• SELECTED EXTRACT
● ● ●
In more detail, the pipeline prepares the xml files from beastgen and a specified template (pre-configured templates can be found in the data/beast/beast_templates directory). By default, the pipeline uses the skyline histlog template. The pipeline then patches the xml to fix the naive sequence in time using the beast_template_root_fix.py script before running BEAST on the patched xml files.
Quick start
There's a testing set of sequences in the data/beast/ directory. To run the beast pipeline on this data (with a small number of MCMC iterations for quick execution), you can use the following command:
nextflow run beast/main.nf --chain_length 1000 --log_every 100 -profile docker -resume
Pipeline parameters
-
--seqs
is a string parameter specifying a file path pattern to the fasta files containing the naive and observed BCR sequences. The beast pipeline will be run on each of the files matching this pattern. -
--beast_template
is a string parameter specifying the path to the beast template file. The pipeline will use this template to generate the xml files for the beast runs. -
--results
is a string parameter specifying the path to the directory where the results of the beast runs will be stored. -
--chain_length
is an integer parameter specifying the number of MCMC iterations to run the beast for. -
--log_every
is an integer parameter specifying the interval at which MCMC-step trees are recorded. -
--convert_to_ete
is a boolean parameter specifying whether to convert the beast trees to ete trees. -
--dms_vscores
is the url to the dms variant scores for adding phenotypes to the ete converted trees. -
--dms_sites
is the url to the dms sites for adding phenotypes to the ete converted trees. -
--burn_frac
is the fraction of the chain to discard as burn-in instead of converting to ete. -
--save_pkl_trees
is a boolean parameter specifying whether to save the ete trees as pickle files. This can be very memory intensive when there are many logged tree iterations for each tree.
● ● ●
• Recorded data
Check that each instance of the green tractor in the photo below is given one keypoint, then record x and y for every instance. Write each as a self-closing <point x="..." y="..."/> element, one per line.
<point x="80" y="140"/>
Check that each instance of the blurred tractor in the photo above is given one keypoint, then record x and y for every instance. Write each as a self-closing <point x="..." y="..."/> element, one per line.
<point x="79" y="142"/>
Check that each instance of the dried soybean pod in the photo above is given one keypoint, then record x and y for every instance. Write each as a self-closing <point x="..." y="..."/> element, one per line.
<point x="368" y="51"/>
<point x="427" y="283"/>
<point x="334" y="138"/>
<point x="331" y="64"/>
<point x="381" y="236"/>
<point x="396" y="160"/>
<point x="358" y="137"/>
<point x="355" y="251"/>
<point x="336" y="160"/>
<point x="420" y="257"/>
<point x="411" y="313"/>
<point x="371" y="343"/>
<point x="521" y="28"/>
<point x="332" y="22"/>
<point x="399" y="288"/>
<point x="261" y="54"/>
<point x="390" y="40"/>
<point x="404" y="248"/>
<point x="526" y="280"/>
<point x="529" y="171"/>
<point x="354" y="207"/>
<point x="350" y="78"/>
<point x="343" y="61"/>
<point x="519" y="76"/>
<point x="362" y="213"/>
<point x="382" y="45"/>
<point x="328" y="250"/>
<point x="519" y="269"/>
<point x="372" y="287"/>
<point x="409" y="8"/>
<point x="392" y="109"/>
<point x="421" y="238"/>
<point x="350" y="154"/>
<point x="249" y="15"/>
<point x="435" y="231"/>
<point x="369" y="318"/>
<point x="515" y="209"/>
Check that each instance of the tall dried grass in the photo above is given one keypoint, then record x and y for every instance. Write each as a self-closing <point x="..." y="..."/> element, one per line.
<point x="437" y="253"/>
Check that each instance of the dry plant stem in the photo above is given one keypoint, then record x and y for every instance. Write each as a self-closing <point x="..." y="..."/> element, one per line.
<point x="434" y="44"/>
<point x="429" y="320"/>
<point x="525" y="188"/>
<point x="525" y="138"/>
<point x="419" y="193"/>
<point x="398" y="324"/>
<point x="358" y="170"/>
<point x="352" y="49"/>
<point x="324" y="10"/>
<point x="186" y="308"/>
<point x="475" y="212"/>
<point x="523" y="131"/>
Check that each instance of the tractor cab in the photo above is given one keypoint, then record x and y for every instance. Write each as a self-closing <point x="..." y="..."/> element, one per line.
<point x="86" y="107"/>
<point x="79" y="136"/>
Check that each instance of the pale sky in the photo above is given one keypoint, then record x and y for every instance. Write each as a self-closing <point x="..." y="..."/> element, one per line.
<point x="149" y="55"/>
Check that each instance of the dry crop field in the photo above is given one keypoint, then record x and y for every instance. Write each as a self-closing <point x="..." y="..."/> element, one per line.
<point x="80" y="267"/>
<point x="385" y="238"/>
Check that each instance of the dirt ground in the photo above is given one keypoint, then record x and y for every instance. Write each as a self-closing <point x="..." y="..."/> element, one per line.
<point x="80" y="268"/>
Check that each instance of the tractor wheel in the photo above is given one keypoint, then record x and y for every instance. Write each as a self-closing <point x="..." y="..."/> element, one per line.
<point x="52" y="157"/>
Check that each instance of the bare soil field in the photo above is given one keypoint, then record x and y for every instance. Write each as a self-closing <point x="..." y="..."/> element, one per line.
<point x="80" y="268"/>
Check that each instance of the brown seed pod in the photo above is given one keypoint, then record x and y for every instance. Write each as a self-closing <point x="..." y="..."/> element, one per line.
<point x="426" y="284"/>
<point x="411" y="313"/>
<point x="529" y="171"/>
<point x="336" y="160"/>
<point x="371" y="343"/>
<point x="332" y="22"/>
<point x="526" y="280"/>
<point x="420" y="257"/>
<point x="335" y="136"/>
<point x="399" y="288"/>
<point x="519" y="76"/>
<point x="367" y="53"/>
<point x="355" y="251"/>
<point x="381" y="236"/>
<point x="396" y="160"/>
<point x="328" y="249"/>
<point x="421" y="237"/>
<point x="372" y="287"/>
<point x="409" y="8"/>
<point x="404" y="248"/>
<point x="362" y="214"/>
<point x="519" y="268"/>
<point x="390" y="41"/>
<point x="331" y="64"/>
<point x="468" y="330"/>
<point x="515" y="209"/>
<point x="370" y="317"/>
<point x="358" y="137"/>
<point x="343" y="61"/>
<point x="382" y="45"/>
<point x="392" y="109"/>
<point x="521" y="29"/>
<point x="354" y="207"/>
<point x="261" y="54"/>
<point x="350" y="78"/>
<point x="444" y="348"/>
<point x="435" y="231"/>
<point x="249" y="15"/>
● ● ●
• YOUR INSTRUCTIONS
Quote the BEAST pipeline text word for word, from "In more detail, the" up to and including "patched xml files.".

• OUTPUT FOR THIS EXERCISE
In more detail, the pipeline prepares the xml files from beastgen and a specified template (pre-configured templates can be found in the data/beast/beast_templates directory). By default, the pipeline uses the skyline histlog template. The pipeline then patches the xml to fix the naive sequence in time using the beast_template_root_fix.py script before running BEAST on the patched xml files.